ФРАГМЕНТ ДОКУМЕНТА »
⟨

Если еще иметь в виду возможные обобщения общей теории относительности, свободные от нефизических расходимостей, не остается практически никаких шансов получить черную дыру в ходе гравитационного коллапса. Некоторая надежда сохранить черные дыры в логике может быть связана с такими сверхмассивными объектами как галактические ядра. На сегодняшний день наличие очень компактных массивных объектов в центральных областях некоторых спиральных галактик считается экспериментально установленным. Нечто в том же роде связывают и с активностью квазаров. Допустим на мгновение, что все это не может быть понято без черных дыр. Но как-таки грандиозные массы слепились в малом объеме? Традиционная картина аккреции заметно пробуксовывает. Даже если предположить, что времени жизни галактических ядер достаточно для упаковки нужного количества вещества в черную дыру, ситуация с квазарами выбивается из логики, поскольку эти объекты принадлежат в космологии Большого взрыва к числу старейших, и черные дыры в них просто не успели бы созреть.

Разумеется, на крайний случай всегда в запасе волшебный жезл космических катастроф. В молодой (и более компактной) Вселенной столкновения галактик были бы весьма вероятны — и можно возложить на них ответственность за первые квазары. Конечно, тогда придется попрощаться с гипотезой о генетическом родстве активных галактик и квазаров — но чего не сделаешь ради милых сердцу математических абстракций!

Тут вылезает еще одно соображение... Как всем известно, шварцшильдовский радиус пропорционален массе. Но средняя плотность вещества внутри сферы радиуса r вычисляется как M / r3 — это означает, что плотности, необходимые для возникновения черных дыр, будут порядка 1/M2. То есть, для масс порядка массы метагалактики черные дыры способны образоваться из очень разреженного холодного газа — и не требуется никаких драматических событий. Следовательно, в ходячей теории космологического расширения черные дыры могли бы возникать в большом количестве и на начальном этапе, когда еще не было галактик и звезд. Тогда наша Вселенная должна быть нашпигована черными дырами — образование которых предшествует звездной эволюции, а вовсе не является ее результатом.

Хорошо, пусть так оно и было: сначала в молодой Вселенной образуется много черных дыр разного размера, потом они подрастают в ходе космологического расширения и становятся центрами притяжения для окружающего газа, отчего во Вселенной зарождаются галактики и звезды. Это, конечно полная противоположность обычным представлениям — но чем черт не шутит? Кстати, вполне естественно отождествить в этой картине темную материю с газом микроскопических черных дыр, раз в сто тяжелее протона. Теоретику — сплошной простор для воображения.

⟩

ДАННЫЕ ДЛЯ ЗАДАНИЯ »
⟨

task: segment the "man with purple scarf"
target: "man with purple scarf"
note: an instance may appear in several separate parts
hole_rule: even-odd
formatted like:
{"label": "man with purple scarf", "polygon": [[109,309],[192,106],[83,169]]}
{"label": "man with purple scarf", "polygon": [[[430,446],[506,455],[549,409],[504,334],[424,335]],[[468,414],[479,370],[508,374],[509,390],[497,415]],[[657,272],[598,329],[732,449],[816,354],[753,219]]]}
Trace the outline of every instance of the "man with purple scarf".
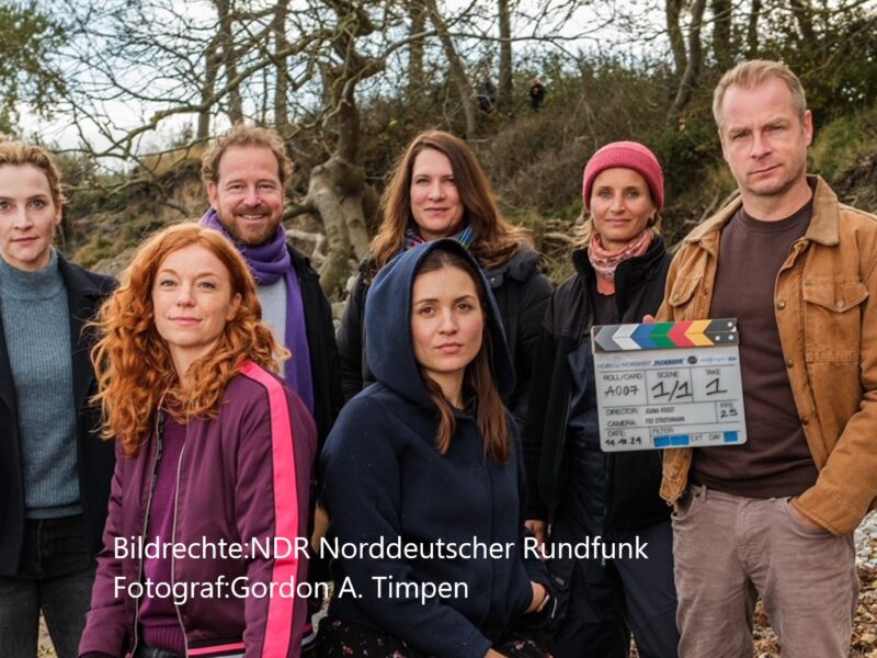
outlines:
{"label": "man with purple scarf", "polygon": [[[329,300],[307,257],[286,242],[281,222],[292,169],[280,135],[237,124],[202,156],[201,174],[210,198],[202,224],[225,234],[250,265],[262,319],[292,352],[284,378],[314,415],[319,451],[344,398]],[[309,579],[328,579],[322,571],[326,565],[311,558]],[[311,603],[316,612],[322,601],[315,598]],[[303,653],[314,648],[312,639],[308,622]]]}
{"label": "man with purple scarf", "polygon": [[281,223],[291,173],[280,135],[236,125],[202,157],[210,198],[202,224],[225,234],[250,265],[263,320],[293,354],[284,378],[314,415],[322,445],[343,404],[338,347],[319,277]]}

⟩

РАБОЧИЕ ИНСТРУКЦИИ »
- 1) Преобразуйте весь листинг в таблицу Markdown со столбцами «Номер» и «Строка», где для каждой строки листинга указаны ее порядковый номер и она сама. Пустые строки пропустите, изображения в ответ не включайте.
- 2) Допишите текст о черных дырах, начав сразу после его последнего предложения.

ОТВЕТЫ К ЗАДАНИЯМ »
- 1)
| Номер | Строка |
|---|---|
| 1 | task: segment the "man with purple scarf" |
| 2 | target: "man with purple scarf" |
| 3 | note: an instance may appear in several separate parts |
| 4 | hole_rule: even-odd |
| 5 | formatted like: |
| 6 | {"label": "man with purple scarf", "polygon": [[109,309],[192,106],[83,169]]} |
| 7 | {"label": "man with purple scarf", "polygon": [[[430,446],[506,455],[549,409],[504,334],[424,335]],[[468,414],[479,370],[508,374],[509,390],[497,415]],[[657,272],[598,329],[732,449],[816,354],[753,219]]]} |
| 8 | Trace the outline of every instance of the "man with purple scarf". |
| 9 | outlines: |
| 10 | {"label": "man with purple scarf", "polygon": [[[329,300],[307,257],[286,242],[281,222],[292,169],[280,135],[237,124],[202,156],[201,174],[210,198],[202,224],[225,234],[250,265],[262,319],[292,352],[284,378],[314,415],[319,451],[344,398]],[[309,579],[328,579],[322,571],[326,565],[311,558]],[[311,603],[316,612],[322,601],[315,598]],[[303,653],[314,648],[312,639],[308,622]]]} |
| 11 | {"label": "man with purple scarf", "polygon": [[281,223],[291,173],[280,135],[236,125],[202,157],[210,198],[202,224],[225,234],[250,265],[263,320],[293,354],[284,378],[314,415],[322,445],[343,404],[338,347],[319,277]]} |

- 2)
Но давайте сделаем еще шажочек в сторону вселенской первобытности. Мы тут же натыкаемся на очевидное заключение, что вся Вселенная целиком должна находиться внутри черной дыры! Шварцшильдовский радиус тут просто огромен, и не надо уж очень углубляться в сердце протоматерии, чтобы утонуть в прародительнице всех черных дыр. Оказывается, что обычных физических законов тогда вполне достаточно для удовлетворительного объяснения древней динамики. Хорошо сидим. Можно ли выбраться? В качестве одной из возможностей — иерархия черных дыр: мы все еще в абсолютно всеобщей дыре — но в этих пределах черные дыры помельче можно приписать гравитационному коллапсу. Тогда разумно допустить существование многих черных дыр вселенского уровня, образовавшихся в ходе какого-то супер-коллапса, и так далее... Гротескная картина, которая способна произвести достойное впечатление на публику и стать истоком вдохновения для сотен писателей-фантастов.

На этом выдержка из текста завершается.